Rewrite each of the following records with every occurrence of "Exercise" replaced by "Task", leaving all other text unchanged.

***

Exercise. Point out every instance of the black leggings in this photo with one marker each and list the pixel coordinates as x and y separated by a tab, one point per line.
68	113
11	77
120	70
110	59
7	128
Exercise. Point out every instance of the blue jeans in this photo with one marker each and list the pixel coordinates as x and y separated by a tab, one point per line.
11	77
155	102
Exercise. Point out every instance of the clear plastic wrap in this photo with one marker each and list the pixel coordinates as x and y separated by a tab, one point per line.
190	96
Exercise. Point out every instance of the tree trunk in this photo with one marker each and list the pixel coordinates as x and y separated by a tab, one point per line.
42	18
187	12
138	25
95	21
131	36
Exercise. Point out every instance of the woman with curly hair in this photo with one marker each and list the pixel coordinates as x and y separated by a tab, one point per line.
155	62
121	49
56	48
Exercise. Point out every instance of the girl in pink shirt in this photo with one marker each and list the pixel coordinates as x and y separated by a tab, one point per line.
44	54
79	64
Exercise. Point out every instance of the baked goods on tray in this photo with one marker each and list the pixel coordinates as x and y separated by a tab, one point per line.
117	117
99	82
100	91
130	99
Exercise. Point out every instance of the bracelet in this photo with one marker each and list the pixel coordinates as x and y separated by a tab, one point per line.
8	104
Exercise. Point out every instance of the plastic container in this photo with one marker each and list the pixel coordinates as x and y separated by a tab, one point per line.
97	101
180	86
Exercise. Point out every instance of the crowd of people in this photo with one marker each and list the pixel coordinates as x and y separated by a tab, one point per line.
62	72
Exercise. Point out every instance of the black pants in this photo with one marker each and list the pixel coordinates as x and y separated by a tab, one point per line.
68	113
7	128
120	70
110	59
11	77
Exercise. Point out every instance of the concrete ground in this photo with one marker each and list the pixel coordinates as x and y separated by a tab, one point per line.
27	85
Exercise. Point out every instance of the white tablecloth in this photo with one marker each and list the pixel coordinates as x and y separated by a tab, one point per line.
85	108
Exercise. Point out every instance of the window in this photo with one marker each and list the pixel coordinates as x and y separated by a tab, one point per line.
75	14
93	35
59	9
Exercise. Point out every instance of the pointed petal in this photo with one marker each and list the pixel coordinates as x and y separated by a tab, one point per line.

***

Final result:
Task. Point out every instance of the black leggings in this photo with one marker each and list the pixel coordinates as x and y separated by a tab, one point per line.
68	113
11	77
120	70
110	59
7	128
Task. Point out every instance of the blue jeans in this photo with one marker each and list the pixel coordinates as x and y separated by a tab, one point per line.
11	77
155	102
Task. Point out every instance of the clear plastic wrap in this photo with one marker each and list the pixel coordinates as x and y separated by a tab, one point per line.
190	96
Task. Point out every instance of the tree trunk in this photo with one marker each and list the pixel coordinates as x and y separated by a tab, one point per line.
42	18
187	12
138	25
95	21
131	36
Task. Point out every instance of the woman with curly hair in this photo with one marker each and list the pixel coordinates as x and y separated by a tab, one point per line.
155	62
121	49
56	48
Task. Point out every instance of the girl in pink shirt in this photo with one marker each and list the pixel coordinates as x and y separated by a tab, one point per line.
44	54
79	64
Task. Point out every instance of the baked goods on tray in this photo with one marker each and list the pixel coordinates as x and y separated by a tab, one point per line.
117	117
99	82
100	91
130	99
Task. Point out every instance of the bracelet in this photo with one marker each and list the pixel coordinates as x and y separated by a tab, one point per line.
8	104
Task. Point out every instance of the plastic container in this photo with one marker each and list the pixel coordinates as x and y separated by a tab, one point per line.
97	101
180	86
Task. Point out every instance of the crowd of people in this photo with one marker each and list the pixel coordinates as x and y separated by a tab, one point per line.
62	72
Task. Point out every instance of the black pants in this photo with one marker each and list the pixel coordinates as x and y separated by a tab, one point per line.
68	113
7	128
120	70
110	59
11	77
Task. Point out every instance of the concrete ground in this photo with one marker each and list the pixel coordinates as x and y separated by a tab, one point per line.
27	85
Task. Point out every instance of the white tablecloth in this photo with one marker each and list the pixel coordinates as x and y separated by a tab, one point per line.
85	108
Task. Point out every instance of the window in this photo with one marker each and list the pixel coordinates as x and y separated by a tab, one point per line.
75	14
93	35
59	9
Task. Point out every instance of the pointed petal in this photo with one marker each and list the pixel coordinates as x and y separated by a tab, one point per line.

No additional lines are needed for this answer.